Recast the material from its start through the line containing "80L122 80L122 57L116" as a two-column CSV with the columns input and output. Give one row per text paired with its answer, with each value in a single quoted field and any line breaks replaced by spaces.

___ Given records ___

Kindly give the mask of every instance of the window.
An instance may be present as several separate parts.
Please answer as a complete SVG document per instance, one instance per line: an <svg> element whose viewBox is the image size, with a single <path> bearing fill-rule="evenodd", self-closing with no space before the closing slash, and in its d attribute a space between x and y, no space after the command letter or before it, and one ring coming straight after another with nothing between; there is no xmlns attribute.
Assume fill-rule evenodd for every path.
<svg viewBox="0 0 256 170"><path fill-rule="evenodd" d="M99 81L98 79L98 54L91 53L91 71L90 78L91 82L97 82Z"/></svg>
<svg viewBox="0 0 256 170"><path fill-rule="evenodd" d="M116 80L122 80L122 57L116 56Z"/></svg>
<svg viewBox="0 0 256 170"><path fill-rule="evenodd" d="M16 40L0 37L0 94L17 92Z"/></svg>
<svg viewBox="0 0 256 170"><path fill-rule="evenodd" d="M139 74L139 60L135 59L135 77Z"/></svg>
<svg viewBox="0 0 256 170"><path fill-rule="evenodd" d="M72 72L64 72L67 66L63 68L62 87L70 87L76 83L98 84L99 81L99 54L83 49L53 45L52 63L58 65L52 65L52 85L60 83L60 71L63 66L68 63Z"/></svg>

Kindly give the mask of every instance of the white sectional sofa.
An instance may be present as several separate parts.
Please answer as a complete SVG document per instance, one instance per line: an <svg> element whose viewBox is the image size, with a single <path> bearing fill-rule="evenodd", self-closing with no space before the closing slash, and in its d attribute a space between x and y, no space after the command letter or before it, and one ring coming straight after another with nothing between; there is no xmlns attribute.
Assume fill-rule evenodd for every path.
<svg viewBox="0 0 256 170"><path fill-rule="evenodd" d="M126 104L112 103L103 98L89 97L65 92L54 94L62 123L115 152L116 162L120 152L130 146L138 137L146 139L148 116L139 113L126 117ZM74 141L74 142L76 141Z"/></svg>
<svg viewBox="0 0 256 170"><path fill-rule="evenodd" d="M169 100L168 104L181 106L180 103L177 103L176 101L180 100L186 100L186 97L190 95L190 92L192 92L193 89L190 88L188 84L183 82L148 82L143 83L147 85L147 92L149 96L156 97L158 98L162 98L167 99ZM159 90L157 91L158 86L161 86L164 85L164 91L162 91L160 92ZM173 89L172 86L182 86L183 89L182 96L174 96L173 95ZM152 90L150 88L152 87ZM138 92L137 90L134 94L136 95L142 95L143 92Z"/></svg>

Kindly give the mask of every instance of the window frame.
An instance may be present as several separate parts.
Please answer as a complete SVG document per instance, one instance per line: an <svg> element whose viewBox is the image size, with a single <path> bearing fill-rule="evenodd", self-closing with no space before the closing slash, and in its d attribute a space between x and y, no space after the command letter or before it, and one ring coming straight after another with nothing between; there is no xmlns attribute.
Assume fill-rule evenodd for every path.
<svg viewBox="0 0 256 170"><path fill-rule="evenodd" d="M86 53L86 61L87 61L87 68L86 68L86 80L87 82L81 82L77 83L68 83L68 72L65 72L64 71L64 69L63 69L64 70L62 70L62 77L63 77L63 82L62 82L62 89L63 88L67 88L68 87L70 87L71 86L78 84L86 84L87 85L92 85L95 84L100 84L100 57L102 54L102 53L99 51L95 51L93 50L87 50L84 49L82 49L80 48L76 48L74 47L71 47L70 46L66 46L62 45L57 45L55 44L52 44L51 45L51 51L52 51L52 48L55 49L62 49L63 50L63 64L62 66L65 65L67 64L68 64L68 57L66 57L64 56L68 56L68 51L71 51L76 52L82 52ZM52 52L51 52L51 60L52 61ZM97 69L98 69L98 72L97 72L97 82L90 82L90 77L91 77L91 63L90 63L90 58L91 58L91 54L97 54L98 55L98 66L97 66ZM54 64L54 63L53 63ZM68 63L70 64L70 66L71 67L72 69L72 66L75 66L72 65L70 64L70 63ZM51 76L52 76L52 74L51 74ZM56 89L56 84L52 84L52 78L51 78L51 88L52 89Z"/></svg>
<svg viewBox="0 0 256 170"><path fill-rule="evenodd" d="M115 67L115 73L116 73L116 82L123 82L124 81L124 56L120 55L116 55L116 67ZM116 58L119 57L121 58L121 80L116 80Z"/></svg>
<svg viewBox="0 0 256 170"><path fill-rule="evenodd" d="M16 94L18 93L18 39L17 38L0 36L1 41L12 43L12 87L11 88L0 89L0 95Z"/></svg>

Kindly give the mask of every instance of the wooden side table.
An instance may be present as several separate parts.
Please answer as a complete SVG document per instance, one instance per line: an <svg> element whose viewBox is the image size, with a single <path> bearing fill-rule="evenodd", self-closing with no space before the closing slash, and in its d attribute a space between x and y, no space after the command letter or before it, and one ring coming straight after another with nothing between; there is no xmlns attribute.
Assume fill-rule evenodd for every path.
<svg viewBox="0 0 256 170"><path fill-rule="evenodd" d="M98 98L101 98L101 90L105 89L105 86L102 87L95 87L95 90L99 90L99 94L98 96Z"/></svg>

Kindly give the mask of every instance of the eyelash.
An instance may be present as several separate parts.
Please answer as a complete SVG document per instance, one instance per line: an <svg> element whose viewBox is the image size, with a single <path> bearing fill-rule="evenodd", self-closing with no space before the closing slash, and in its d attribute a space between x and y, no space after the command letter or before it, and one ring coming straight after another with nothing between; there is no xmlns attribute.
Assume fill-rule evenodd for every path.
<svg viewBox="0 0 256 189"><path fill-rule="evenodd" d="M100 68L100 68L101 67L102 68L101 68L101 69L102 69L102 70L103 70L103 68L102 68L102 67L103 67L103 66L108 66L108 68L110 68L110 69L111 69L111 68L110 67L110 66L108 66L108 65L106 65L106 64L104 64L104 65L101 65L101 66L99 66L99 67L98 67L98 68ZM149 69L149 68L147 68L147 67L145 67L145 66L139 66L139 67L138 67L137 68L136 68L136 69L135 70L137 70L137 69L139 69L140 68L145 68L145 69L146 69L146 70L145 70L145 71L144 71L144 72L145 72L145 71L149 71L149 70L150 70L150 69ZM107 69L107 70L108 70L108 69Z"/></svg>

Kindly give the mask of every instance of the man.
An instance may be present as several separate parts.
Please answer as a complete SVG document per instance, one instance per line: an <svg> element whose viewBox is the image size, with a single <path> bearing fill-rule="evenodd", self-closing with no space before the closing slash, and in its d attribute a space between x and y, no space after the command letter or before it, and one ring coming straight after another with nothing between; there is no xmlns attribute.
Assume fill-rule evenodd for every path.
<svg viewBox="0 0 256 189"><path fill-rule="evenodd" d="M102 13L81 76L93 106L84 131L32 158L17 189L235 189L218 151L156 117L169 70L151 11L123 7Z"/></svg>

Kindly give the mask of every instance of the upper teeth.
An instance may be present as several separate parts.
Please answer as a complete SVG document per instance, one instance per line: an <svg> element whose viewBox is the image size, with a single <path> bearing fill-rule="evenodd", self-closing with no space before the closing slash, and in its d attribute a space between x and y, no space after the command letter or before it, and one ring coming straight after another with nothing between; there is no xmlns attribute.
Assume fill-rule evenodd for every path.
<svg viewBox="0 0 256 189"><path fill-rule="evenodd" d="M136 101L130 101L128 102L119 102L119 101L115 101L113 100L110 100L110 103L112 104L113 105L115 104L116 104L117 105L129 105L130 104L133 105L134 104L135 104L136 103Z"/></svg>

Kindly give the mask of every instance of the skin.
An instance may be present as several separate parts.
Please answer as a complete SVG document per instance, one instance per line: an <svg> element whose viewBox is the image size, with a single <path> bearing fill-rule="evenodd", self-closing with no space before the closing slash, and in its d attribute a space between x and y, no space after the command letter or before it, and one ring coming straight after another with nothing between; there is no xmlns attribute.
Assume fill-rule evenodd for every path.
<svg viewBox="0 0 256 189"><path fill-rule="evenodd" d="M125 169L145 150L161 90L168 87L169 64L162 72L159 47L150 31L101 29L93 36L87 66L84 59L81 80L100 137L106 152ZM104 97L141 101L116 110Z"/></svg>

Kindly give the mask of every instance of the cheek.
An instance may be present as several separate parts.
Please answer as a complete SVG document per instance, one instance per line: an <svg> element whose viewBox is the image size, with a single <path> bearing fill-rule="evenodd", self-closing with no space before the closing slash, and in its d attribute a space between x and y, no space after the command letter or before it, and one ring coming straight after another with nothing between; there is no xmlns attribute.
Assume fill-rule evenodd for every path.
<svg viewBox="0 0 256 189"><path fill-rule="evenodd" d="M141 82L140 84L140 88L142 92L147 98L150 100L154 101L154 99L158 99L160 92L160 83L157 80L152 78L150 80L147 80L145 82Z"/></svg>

___

### Solution for this problem:
input,output
"Kindly give the mask of every instance of the window. An instance may be present as several separate parts. Please answer as a complete SVG document per instance, one instance per line: an <svg> element whose viewBox is the image size, with a single <path> bearing fill-rule=""evenodd"", self-closing with no space before the closing slash, and in its d attribute a space between x and y, no space after the command letter or before it, and one ring coming straight after another with nothing between; there is no xmlns attribute. Assume fill-rule evenodd for every path.","<svg viewBox=""0 0 256 170""><path fill-rule=""evenodd"" d=""M99 81L98 79L98 54L91 53L91 71L90 78L91 82L97 82Z""/></svg> <svg viewBox=""0 0 256 170""><path fill-rule=""evenodd"" d=""M116 80L122 80L122 57L116 56Z""/></svg>"